Today I ran across an article from Relevant magazine called “Four Lies the Church Taught Me About Sex.” In it, Lily Dunn writes about how “the Church” fed her useless and bad information about sex which led to her disillusionment as a young married person. She claims that “the Church” told her a bunch of stuff about sex that is downright untrue, and apparently she had no other resource of sex education in her life, so “the Church” was her sole educator on the subject.
I guess my question is: who IS this “Church” she speaks of?
Have you noticed how often this term is thrown around in regard to people’s personal experiences with individuals in churches? People say, “the Church” when they mean one pastor or one Sunday school teacher or one lady who sat two rows behind them when they were a teenager.
I doubt that Lily was really disillusioned because of ongoing and consistent teachings from all areas of her church. She was disillusioned because a friend or parent never told her specific things that she would one day wish she had been told. I mean, who hasn’t been there? But, she, as we all often do, is claiming that her her disappointment is with Christianity’s teachings on sex, when actually her disappointment is probably with one or two youth leaders she had at the time.
It’s important to acknowledge that most negative reactions to Christianity are actually the result of negative experiences with one or two people. I don’t know many who would look at Christianity as a whole and say that it is worthless or bad or that it doesn’t bring light to the world. But, people don’t look at Christianity as a whole. They look at it one Christian at a time.
When someone says “the Church” is hateful, he is likely picturing one or two specific people he has known in his life.
When someone says “the Church” hurt her deeply, she isn’t talking about Christianity as a whole. She’s talking about a specific Christian or group of Christians.
It really isn’t fair that all of Christianity is lumped into just one or two imperfect examples, one or two teachers we had or people we once knew. But, it happens every day. It happened with Lily Dunn and a magazine printed a story about it, as if her experience really explains ways that the majority of Christian teachers conspired to lie to her about sex.
But, there is a lesson in it. Because to someone, I am “the Church.” To someone, you are. We should take that responsibility seriously. Because my attitude and my actions and my reactions truly affect the way someone in this world perceives Christianity and our God. This is why Jesus said that we are the light of the world. Are we shining in a way that brings glory to the One who spoke light into existence?
I pray that we are.
darkbluecherry
I absolutely agree. Bad experiences with specific people does not mean that the whole religion, or church, is bad.
onetuffmama
I also thought I was a freak in my teens because I was thinking about sex and girls didn’t have problems with lust. I wasn’t told this but I came to the conclusion because my youth group would talk about guys being visual and we as girls needed to dress modestly and safeguard our brothers hearts.
I had people tell me that sex was going to be more awesome and frequent if I waited until marriage.
Tiribulus
I saw her article yesterday. I have not come to usually expect much more from the neo-emergent world worshiping “RELEVANT” magazine. (another story)
Her piece, as are many there and other places, is designed to soothe a conscience that has ABANDONED anything vaguely approaching biblical morality.
Don’t expect it to get any better any time soon. Not at temples of Artemis like “RELEVANT”,
Melissa says: “I don’t know many who would look at Christianity as a whole and say that it is worthless or bad or that it doesn’t bring light to the world.”

Given task 1:
Return the lines of the listing from the line containing "Can you see the sandy" through the end of the listing, unchanged.

Data listing:
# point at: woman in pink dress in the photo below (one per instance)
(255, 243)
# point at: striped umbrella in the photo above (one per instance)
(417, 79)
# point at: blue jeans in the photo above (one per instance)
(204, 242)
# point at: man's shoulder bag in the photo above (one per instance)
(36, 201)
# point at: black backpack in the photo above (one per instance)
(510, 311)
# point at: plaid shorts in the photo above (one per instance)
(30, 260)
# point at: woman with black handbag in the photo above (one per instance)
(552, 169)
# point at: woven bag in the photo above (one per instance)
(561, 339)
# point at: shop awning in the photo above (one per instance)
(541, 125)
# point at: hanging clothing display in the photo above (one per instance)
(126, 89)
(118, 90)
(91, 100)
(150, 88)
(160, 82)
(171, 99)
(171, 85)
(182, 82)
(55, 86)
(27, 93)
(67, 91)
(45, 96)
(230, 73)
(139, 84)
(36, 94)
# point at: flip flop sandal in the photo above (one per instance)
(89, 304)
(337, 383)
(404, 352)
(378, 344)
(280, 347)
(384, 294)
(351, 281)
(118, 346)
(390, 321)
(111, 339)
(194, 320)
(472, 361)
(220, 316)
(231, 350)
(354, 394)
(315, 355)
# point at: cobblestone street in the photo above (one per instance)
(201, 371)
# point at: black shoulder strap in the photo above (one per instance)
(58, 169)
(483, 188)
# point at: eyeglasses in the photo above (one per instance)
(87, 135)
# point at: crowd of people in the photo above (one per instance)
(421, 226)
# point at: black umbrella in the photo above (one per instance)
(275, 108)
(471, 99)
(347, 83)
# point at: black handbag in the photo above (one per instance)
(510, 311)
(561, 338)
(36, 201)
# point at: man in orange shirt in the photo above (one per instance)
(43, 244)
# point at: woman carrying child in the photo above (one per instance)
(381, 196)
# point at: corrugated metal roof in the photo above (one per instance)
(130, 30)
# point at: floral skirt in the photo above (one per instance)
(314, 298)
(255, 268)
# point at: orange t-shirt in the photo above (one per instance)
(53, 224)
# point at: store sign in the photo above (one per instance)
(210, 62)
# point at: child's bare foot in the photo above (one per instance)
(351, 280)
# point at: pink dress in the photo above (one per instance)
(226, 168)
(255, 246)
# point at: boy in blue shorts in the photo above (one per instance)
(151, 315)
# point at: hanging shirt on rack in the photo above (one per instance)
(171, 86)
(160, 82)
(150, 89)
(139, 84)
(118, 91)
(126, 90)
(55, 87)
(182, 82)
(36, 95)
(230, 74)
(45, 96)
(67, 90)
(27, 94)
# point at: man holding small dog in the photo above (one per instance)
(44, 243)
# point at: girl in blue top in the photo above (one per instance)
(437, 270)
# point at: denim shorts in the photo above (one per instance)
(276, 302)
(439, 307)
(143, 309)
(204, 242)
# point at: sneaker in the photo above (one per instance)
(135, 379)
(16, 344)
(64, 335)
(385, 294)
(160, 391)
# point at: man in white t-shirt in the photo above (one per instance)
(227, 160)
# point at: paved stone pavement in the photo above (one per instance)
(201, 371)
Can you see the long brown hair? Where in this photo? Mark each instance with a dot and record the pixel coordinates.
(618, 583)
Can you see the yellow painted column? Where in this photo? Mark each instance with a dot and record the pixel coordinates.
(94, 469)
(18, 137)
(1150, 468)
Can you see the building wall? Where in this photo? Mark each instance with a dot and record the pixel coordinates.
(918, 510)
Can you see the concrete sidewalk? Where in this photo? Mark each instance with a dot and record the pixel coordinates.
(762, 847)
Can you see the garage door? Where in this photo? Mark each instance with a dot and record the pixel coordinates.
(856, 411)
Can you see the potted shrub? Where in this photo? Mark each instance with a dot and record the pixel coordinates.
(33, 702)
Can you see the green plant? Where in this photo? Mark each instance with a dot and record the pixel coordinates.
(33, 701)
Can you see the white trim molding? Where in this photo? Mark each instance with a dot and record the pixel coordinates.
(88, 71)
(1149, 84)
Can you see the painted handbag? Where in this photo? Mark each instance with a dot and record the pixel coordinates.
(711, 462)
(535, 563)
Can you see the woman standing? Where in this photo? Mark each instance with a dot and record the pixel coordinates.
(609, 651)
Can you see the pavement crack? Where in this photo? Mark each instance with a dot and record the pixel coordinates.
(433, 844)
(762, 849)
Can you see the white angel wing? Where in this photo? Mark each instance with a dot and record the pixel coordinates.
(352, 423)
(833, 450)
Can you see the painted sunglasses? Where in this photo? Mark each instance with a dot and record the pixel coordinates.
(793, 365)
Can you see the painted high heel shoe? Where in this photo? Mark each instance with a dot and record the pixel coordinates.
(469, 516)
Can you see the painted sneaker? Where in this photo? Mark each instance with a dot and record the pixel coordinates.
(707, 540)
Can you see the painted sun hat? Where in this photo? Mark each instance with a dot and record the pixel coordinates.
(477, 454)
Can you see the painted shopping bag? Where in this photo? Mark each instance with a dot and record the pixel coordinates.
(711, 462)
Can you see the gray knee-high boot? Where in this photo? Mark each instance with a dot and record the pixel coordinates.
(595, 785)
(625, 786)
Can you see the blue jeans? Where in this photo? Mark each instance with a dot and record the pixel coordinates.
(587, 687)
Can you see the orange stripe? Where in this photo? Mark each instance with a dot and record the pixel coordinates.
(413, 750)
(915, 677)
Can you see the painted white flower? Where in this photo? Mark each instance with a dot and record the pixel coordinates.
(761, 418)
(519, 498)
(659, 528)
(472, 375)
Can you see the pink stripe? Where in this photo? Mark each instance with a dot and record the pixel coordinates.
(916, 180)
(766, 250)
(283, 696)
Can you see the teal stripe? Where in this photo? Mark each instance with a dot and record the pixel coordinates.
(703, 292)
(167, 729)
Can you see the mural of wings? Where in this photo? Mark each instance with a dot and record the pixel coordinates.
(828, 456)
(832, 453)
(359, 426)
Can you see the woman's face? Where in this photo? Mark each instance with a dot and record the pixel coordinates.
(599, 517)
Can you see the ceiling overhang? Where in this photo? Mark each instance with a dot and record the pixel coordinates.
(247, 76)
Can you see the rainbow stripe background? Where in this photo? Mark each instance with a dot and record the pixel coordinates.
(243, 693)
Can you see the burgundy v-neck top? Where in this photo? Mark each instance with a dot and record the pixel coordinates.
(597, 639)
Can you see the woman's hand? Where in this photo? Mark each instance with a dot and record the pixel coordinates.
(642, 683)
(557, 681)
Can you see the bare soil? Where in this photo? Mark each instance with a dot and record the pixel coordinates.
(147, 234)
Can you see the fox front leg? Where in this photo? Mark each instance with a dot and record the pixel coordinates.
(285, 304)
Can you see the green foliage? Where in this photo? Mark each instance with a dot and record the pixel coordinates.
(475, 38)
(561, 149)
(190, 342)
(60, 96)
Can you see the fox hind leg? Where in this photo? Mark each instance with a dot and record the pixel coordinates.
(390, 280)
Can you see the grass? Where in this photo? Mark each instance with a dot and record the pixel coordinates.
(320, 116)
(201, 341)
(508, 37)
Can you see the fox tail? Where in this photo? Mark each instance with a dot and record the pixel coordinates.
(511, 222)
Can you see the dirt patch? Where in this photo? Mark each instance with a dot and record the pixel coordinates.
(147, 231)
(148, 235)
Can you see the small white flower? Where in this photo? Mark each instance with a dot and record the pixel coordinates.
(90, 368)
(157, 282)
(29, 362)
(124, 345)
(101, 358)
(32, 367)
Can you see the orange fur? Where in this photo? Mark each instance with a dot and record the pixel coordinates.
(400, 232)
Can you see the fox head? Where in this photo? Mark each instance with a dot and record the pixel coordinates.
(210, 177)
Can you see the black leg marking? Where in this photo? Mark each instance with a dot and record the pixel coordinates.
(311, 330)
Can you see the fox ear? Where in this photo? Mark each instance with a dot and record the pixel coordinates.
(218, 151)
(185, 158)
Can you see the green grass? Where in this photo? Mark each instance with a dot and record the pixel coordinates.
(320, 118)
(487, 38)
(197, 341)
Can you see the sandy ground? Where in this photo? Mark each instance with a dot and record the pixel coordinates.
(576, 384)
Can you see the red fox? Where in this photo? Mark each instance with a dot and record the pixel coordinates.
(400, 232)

Given task 2:
In the blog post about "the Church" and sex education, what is the title of the Relevant magazine article that the author came across?

Task result 1:
Can you see the sandy ground? Where in this photo? Mark each instance with a dot and record the pixel coordinates.
(576, 384)
Can you see the red fox? Where in this photo? Mark each instance with a dot and record the pixel coordinates.
(400, 232)

Task result 2:
"Four Lies the Church Taught Me About Sex."